=== TEXTE FOURNI ===
──────────

Silhouette frêle, folk-pop épuré, textes intimes, mais voix qui porte dans le mouvement #MeToo: le sacre de Pomme dans la catégorie artiste féminine de l'année donne un coup de projecteur supplémentaire à ses combats.

"J'en ai déjà parlé il y a quelques années, mais à l'époque, je n'avais pas la place que j'occupe aujourd'hui, c'était plus facile, ça faisait moins de bruit. Je vais redire les choses. Que ça fasse plus de bruit aujourd'hui, tant mieux", conclut-elle sa lettre ouverte publiée par Mediapart pour dénoncer les atteintes aux femmes dans l'industrie musicale.

Album thérapeutique

Les textes de cette grande fan du poète Paul Eluard et de la chanteuse Barbara, qui se nourrit aussi d'ouvrages féministes ou de bande dessinée, ne cachent rien de ses fêlures, doutes, blessures. Ni de sa préférence pour les femmes, un sujet qui, comme elle le prédisait, disparaît petit à petit des questions qu'on lui pose dans les interviews.

Plus généralement, l'album a un versant thérapie. "Bizarrement, je suis assez pudique avec les gens proches, la famille. Pour moi, c'est plus simple de passer par une chanson: si je n'écrivais pas, je péterais un câble", remarque-telle, ajoutant néanmoins que l'écriture n'est pas la solution miracle: "C'est super de parler de choses intimes avec un album, mais ce n'est sans doute pas la meilleure solution, il est possible que plus tard je tombe dans un trou. Donc, je vais faire les deux, continuer à écrire et aller parler à un psy".

──────────

=== DONNÉES FOURNIES ===

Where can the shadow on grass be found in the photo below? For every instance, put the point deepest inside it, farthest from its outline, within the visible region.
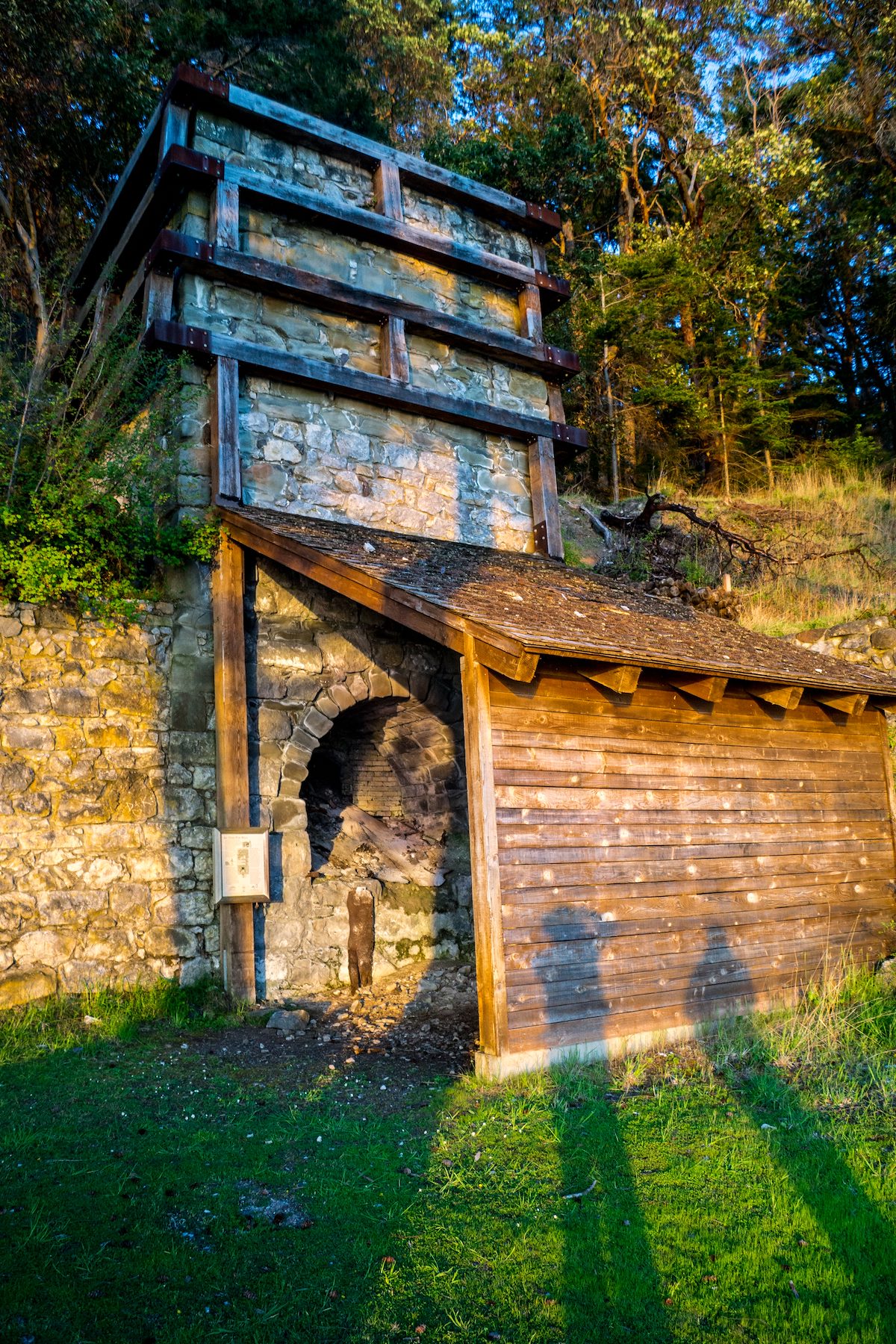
(803, 1145)
(612, 1289)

──────────

=== EXERCICES ===
(A) D'après le texte fourni, quel média a publié la lettre ouverte de Pomme ?
(B) Dans le texte fourni, reprenez le passage qui commence par « Silhouette frêle, folk-pop » et va jusqu'à « dans l'industrie musicale. », en remplaçant « lettre ouverte » par « tribune ».

=== RÉPONSES ===
(A) Mediapart.

(B)
Silhouette frêle, folk-pop épuré, textes intimes, mais voix qui porte dans le mouvement #MeToo: le sacre de Pomme dans la catégorie artiste féminine de l'année donne un coup de projecteur supplémentaire à ses combats.

"J'en ai déjà parlé il y a quelques années, mais à l'époque, je n'avais pas la place que j'occupe aujourd'hui, c'était plus facile, ça faisait moins de bruit. Je vais redire les choses. Que ça fasse plus de bruit aujourd'hui, tant mieux", conclut-elle sa tribune publiée par Mediapart pour dénoncer les atteintes aux femmes dans l'industrie musicale.